The problem:
Using the entries below, return word for word the lines from the one containing "In the photo above, each instance of the bare" up to and including the last.

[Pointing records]
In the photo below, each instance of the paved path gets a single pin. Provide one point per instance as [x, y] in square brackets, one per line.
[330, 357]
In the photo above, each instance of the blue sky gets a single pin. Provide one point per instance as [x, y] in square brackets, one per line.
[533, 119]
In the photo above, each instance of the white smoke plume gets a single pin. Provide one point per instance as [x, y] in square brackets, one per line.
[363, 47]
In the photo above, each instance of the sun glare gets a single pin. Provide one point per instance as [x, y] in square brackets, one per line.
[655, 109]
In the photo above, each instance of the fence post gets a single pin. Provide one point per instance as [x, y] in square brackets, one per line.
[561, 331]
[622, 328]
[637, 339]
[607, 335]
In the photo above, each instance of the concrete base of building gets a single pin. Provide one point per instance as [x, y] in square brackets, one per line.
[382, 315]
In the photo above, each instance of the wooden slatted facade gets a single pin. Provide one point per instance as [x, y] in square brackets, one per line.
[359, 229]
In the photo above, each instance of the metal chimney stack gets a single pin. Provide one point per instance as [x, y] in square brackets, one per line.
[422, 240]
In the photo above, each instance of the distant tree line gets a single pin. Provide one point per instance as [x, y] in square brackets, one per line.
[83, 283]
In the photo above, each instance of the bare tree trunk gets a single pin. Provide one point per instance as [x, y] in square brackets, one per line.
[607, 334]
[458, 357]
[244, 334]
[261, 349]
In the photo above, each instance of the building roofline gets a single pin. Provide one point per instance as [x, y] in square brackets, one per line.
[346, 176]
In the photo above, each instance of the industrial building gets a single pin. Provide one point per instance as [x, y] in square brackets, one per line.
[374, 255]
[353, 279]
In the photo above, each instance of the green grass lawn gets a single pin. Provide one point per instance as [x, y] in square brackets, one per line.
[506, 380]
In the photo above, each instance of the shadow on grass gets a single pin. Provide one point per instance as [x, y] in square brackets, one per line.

Solution:
In the photo above, each instance of the bare tree trunk gets a single pin. Provide one point per instance as [x, y] in square brackets, one per line.
[607, 334]
[458, 357]
[244, 334]
[261, 349]
In the photo above, each instance of the building roofline gets a single pin. Provide one point per instance as [x, y] in square brackets, one per line.
[346, 176]
In the photo above, each instance of the industrial building gets a single pin. Provide one point per instance as [x, y] in square brackets, one per line.
[374, 255]
[353, 279]
In the photo above, each instance of the green grass lawn gets a single pin. Provide one point per instance as [x, y] in square brackets, one per line.
[506, 380]
In the photo above, each instance of the shadow on grass gets a single pin. Provide one point per instance as [x, y] in square brackets, one per line.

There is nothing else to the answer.